— Task objective —
Copy each of the following lines word for word, from the first to the last.

— Data in this exercise —
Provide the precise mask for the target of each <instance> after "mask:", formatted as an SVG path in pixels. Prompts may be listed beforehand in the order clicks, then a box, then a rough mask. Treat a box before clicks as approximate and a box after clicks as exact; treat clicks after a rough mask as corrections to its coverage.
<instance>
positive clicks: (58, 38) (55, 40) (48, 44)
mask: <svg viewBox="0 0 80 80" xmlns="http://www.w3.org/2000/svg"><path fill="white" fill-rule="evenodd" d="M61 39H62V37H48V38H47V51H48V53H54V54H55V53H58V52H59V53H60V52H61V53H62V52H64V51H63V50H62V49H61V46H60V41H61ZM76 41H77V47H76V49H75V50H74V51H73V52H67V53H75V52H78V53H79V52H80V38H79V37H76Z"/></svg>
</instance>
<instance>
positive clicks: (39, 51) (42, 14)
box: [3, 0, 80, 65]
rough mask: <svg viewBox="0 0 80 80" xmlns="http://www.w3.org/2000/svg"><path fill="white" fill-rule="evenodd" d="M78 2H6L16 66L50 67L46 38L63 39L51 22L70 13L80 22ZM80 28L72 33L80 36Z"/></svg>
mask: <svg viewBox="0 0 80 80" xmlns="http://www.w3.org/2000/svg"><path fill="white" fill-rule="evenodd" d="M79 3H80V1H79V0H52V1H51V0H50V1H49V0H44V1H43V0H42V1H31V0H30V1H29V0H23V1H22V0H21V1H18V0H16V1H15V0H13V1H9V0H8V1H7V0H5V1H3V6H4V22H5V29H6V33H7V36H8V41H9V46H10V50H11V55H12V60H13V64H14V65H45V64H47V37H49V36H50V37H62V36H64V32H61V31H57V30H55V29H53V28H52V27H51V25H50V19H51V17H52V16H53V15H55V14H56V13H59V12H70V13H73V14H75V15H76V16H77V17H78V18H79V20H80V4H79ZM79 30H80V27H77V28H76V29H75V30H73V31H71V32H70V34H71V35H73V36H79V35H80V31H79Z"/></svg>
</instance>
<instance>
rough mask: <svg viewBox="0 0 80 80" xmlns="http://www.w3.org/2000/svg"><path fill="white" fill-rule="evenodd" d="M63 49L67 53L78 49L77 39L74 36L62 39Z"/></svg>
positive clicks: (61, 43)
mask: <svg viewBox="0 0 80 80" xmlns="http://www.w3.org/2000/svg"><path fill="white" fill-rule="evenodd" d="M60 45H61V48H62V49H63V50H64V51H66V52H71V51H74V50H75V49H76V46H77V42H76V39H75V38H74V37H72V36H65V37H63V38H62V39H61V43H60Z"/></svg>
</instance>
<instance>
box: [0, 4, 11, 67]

— Finished exercise —
Provide the precise mask for the target of each <instance> after "mask:", formatted as an SVG path in pixels. Prompts may be listed beforehand in the order clicks, then a box, then a rough mask. Treat a box before clicks as approximate and a box after clicks as exact; treat clicks after a rough mask as corrections to its coverage.
<instance>
positive clicks: (58, 38) (55, 40) (48, 44)
mask: <svg viewBox="0 0 80 80" xmlns="http://www.w3.org/2000/svg"><path fill="white" fill-rule="evenodd" d="M61 39H62V37H48V38H47V51H48V53H54V54H55V53H58V52H59V53H60V52H61V53H62V52H64V51H63V50H62V49H61V46H60V41H61ZM76 41H77V47H76V49H75V50H74V51H73V52H67V53H75V52H78V53H79V52H80V38H79V37H76Z"/></svg>
</instance>
<instance>
positive clicks: (39, 51) (42, 14)
box: [3, 0, 80, 65]
rough mask: <svg viewBox="0 0 80 80" xmlns="http://www.w3.org/2000/svg"><path fill="white" fill-rule="evenodd" d="M78 2H6L16 66L50 67L46 38L63 39L51 22L70 13L80 22ZM80 28L72 33L80 36Z"/></svg>
mask: <svg viewBox="0 0 80 80" xmlns="http://www.w3.org/2000/svg"><path fill="white" fill-rule="evenodd" d="M79 3H80V1H79V0H52V1H51V0H50V1H49V0H44V1H43V0H42V1H31V0H30V1H29V0H23V1H22V0H21V1H18V0H16V1H15V0H13V1H9V0H8V1H7V0H5V1H3V6H4V22H5V29H6V33H7V36H8V41H9V46H10V50H11V55H12V60H13V64H14V65H45V64H47V37H49V36H50V37H62V36H64V32H61V31H57V30H55V29H53V28H52V27H51V25H50V19H51V17H52V16H53V15H55V14H56V13H59V12H70V13H73V14H75V15H76V16H77V17H78V18H79V20H80V4H79ZM79 30H80V27H77V28H76V29H75V30H73V31H71V32H70V34H71V35H73V36H79V35H80V31H79Z"/></svg>
</instance>
<instance>
rough mask: <svg viewBox="0 0 80 80" xmlns="http://www.w3.org/2000/svg"><path fill="white" fill-rule="evenodd" d="M63 49L67 53L78 49L77 39L74 36L62 39Z"/></svg>
positive clicks: (61, 43)
mask: <svg viewBox="0 0 80 80" xmlns="http://www.w3.org/2000/svg"><path fill="white" fill-rule="evenodd" d="M60 45H61V48H62V49H63V50H64V51H66V52H71V51H74V50H75V49H76V46H77V42H76V39H75V38H74V37H72V36H65V37H63V38H62V39H61V43H60Z"/></svg>
</instance>
<instance>
box: [0, 4, 11, 67]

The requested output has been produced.